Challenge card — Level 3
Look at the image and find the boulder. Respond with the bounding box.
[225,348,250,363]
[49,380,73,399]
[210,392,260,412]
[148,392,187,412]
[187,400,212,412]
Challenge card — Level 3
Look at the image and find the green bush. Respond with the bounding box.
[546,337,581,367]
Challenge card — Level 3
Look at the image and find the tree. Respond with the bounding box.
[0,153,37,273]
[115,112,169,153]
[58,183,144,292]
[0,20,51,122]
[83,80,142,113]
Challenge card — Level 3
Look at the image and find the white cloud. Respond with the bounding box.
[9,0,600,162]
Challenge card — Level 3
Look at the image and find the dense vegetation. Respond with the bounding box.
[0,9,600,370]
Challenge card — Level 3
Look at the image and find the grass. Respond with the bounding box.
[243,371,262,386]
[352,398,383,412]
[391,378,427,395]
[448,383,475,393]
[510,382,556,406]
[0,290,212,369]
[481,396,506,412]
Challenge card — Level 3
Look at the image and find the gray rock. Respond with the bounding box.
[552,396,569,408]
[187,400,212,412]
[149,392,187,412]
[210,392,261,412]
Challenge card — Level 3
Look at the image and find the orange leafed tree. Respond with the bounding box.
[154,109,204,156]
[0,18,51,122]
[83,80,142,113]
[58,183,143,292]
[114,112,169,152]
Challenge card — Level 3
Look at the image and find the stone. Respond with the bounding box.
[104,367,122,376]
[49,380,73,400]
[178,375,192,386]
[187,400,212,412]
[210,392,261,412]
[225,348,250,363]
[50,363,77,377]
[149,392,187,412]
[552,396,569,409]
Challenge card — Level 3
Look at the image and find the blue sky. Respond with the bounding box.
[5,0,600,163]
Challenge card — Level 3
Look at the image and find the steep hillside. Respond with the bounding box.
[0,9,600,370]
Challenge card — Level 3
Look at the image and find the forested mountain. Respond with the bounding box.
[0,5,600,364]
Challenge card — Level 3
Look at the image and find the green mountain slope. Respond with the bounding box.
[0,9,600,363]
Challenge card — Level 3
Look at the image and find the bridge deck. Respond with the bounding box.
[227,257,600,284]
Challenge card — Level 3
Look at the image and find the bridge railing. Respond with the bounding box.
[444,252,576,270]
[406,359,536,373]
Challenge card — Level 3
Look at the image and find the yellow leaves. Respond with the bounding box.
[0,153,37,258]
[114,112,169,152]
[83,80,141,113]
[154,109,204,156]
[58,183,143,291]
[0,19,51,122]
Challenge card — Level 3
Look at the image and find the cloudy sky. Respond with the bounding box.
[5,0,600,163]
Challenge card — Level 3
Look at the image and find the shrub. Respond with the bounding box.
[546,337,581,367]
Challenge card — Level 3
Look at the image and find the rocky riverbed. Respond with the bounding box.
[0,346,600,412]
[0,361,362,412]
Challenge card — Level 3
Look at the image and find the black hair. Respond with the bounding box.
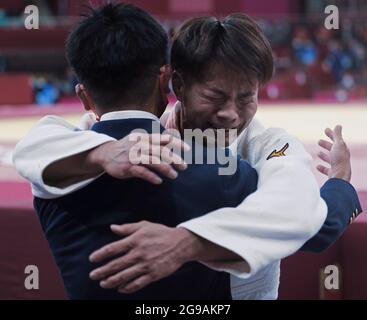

Short problem: Which rows above contain the string "bridge"? Return each of those rows in full, treating uppercase and lowercase as different.

Answer to this exercise:
Look at the image and find the bridge deck. Respond with the bounding box.
Look at the image and find the bridge railing. Respond with the bounding box.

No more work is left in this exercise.